## BEGIN Materials provided

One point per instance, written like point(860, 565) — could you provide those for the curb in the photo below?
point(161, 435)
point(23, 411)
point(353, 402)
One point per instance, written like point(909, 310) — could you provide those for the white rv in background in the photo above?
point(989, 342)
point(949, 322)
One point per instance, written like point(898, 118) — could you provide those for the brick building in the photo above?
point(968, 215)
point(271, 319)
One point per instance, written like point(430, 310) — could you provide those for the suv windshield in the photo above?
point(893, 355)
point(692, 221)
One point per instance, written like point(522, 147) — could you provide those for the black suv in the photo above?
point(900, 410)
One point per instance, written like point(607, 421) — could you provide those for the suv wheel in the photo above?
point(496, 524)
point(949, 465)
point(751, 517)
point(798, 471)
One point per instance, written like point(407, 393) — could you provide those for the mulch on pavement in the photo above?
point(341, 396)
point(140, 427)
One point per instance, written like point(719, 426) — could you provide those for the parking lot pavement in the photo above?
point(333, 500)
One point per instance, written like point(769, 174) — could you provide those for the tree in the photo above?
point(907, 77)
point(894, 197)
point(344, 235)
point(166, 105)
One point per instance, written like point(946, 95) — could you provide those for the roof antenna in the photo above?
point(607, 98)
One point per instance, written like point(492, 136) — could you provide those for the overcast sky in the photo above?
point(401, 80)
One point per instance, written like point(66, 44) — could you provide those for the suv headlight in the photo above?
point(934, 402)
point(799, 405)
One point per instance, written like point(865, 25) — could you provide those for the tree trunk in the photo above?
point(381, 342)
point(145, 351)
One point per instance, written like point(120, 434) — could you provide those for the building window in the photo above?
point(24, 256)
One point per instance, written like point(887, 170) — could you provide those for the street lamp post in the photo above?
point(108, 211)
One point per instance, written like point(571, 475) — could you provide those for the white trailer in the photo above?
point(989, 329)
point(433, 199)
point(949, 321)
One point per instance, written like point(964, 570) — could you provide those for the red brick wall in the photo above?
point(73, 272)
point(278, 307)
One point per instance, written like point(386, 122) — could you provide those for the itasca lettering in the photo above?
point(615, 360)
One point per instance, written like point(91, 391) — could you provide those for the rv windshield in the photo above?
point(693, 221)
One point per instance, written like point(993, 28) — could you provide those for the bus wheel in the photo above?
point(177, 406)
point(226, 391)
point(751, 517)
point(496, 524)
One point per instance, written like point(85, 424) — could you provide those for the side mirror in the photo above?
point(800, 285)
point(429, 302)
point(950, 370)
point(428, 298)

## END Materials provided

• _Problem statement_: Arrange every line of the records above as a Markdown table with the columns "Row" and "Line". Number the rows and leave out blank lines.

• _Solution below_:
| Row | Line |
|---|---|
| 1 | One point per instance, written like point(860, 565) — could you provide those for the curb in the photo below? |
| 2 | point(161, 435) |
| 3 | point(23, 411) |
| 4 | point(353, 402) |
| 5 | One point per instance, written like point(909, 310) — could you provide those for the white rv in background in the photo above? |
| 6 | point(989, 342) |
| 7 | point(949, 322) |
| 8 | One point per instance, written like point(898, 118) — could you provide those for the brick building in the photo above? |
| 9 | point(968, 215) |
| 10 | point(271, 319) |
| 11 | One point per instance, written like point(430, 310) — could you provide those for the suv windshield in the photo above? |
| 12 | point(893, 355) |
| 13 | point(692, 221) |
| 14 | One point per instance, written like point(522, 147) — could you provide those for the black suv in the photo above? |
| 15 | point(900, 410) |
| 16 | One point per instance, written like point(607, 421) — could you provide those for the suv wheel in the photo above? |
| 17 | point(496, 524) |
| 18 | point(949, 465) |
| 19 | point(751, 517) |
| 20 | point(798, 471) |
| 21 | One point per instance, written like point(407, 393) — could you provide those for the mulch on pavement in the photo above? |
| 22 | point(341, 396) |
| 23 | point(140, 427) |
| 24 | One point per instance, written like point(719, 426) — could you provide those for the parking lot pavement in the photo above? |
| 25 | point(333, 500) |
| 26 | One point per instance, written like point(769, 174) — could you provide those for the tree in the photo above? |
| 27 | point(907, 77) |
| 28 | point(894, 197) |
| 29 | point(344, 235) |
| 30 | point(166, 105) |
| 31 | One point per instance, written like point(946, 95) — could you provide those for the roof antenna in the photo above? |
| 32 | point(607, 98) |
| 33 | One point per instance, written like point(492, 136) — could you provide those for the overcast sky in the photo above? |
| 34 | point(401, 80) |
| 35 | One point per instance, written like point(66, 44) — could you provide those for the suv headlight in the photo above? |
| 36 | point(934, 402) |
| 37 | point(799, 405) |
| 38 | One point per instance, written like point(865, 25) — could you provide those for the tree trunk in the photo above? |
| 39 | point(381, 342) |
| 40 | point(145, 351) |
| 41 | One point per instance, written like point(120, 434) — could you provide those for the building window in the photo above? |
| 42 | point(24, 256) |
| 43 | One point per instance, written like point(887, 170) — could you provide those for the street lamp post in the photo above? |
| 44 | point(108, 211) |
| 45 | One point per instance, written like point(571, 475) — could you provide those for the white trailer in the photo above? |
| 46 | point(989, 329) |
| 47 | point(433, 199) |
| 48 | point(949, 321) |
| 49 | One point per instance, written like point(964, 570) — could you provide those for the red brick wall in the photo above? |
| 50 | point(73, 272) |
| 51 | point(278, 307) |
| 52 | One point per instance, written like point(386, 122) — could you provide those for the itasca lettering in the photo above? |
| 53 | point(615, 360) |
| 54 | One point per instance, written like point(91, 391) — could you provide those for the rv windshield in the photo above? |
| 55 | point(693, 221) |
| 56 | One point per instance, written like point(993, 28) — could you provide those for the bus wheel in the photo above? |
| 57 | point(177, 406) |
| 58 | point(226, 391) |
| 59 | point(751, 517) |
| 60 | point(496, 524) |
| 61 | One point per instance, written like point(85, 424) — could you provide those for the side mirror in the photo above? |
| 62 | point(800, 285) |
| 63 | point(429, 302) |
| 64 | point(950, 370) |
| 65 | point(428, 298) |